*** PASSAGE
To overcome some of these limitations, experiments have also been performed in flowing systems. Such studies are numerous, but here we focus on a few illustrative examples. Turney and Banerjee (2013) designed a set-up where they could have flowing air over water, and also just flowing water. They measured the rate at which oxygen was transferred into the water via differential measurements at multiple locations. In general, they found that a modified version of the surface divergence model, a model that effectively considers both the intensity and the integral scale (representative of the separation between renewal events) of the flow, was able to predict k in their experiment after some empirical tuning. Figure 1 shows the resulting quasi-linear relation between k and the liquid phase bulk Reynolds number \(Re_H = U_oH/\nu\), where H is the water depth, \(U_0\) is the freestream velocity, and \(\nu\) is the kinematic viscosity, for both their model predictions and measured values. Their results match well with the earlier findings of Eloubaidy et al. (1969), which are also shown in Fig. 1. Eloubaidy et al. (1969) showed that the quasi-linear relation extends into higher bulk Reynolds numbers. As a preview, our results are also included in Fig. 1 to foreshadow the effects of freestream turbulence for flows with the same \(Re_H\). One should bear in mind that our experiment differs from the others in the figure in the respect that U is not the primary source of turbulence production in our case—the active grid is—so a similar behaviour of \(k\) for varying \(Re_H\) is not expected.

Turney and Banerjee (2013) also noted that “capillary waves are found to contribute to surface divergence but to have too short a time scale to cause interfacial gas transfer”. Xu et al. (2006) used an annular rig where they could create co- and counter-flowing systems of water and air. They found that gas transfer was dependent on the gradient of the vertical velocity fluctuations, but that the interaction was more complicated than simply parameterising the bulk characteristics. In an extreme case, Iwano et al. (2013) changed their velocity up to a 10-metre height equivalent velocity of 70 m/s and again found that k scales with both the mean velocity and corresponding fluctuations, but at these extreme velocities the surface is very deformed and the dominant mechanism shifts to being related to breaking and surface disintegration phenomena. Although the aforementioned studies span a wide range of speeds and experimental designs, they all increase the turbulent fluctuations by increasing the bulk velocity. Thus, they cannot decouple turbulence mechanisms from bulk mechanisms.
******
*** GIVEN INFORMATION
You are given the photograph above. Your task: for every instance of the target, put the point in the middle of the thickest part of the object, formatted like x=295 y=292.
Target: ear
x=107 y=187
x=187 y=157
******
## [WORK TO DO]
In the gas transfer passage above, what is the primary source of turbulence production in the authors' own experiment?

## [EXERCISE RESULT]
The active grid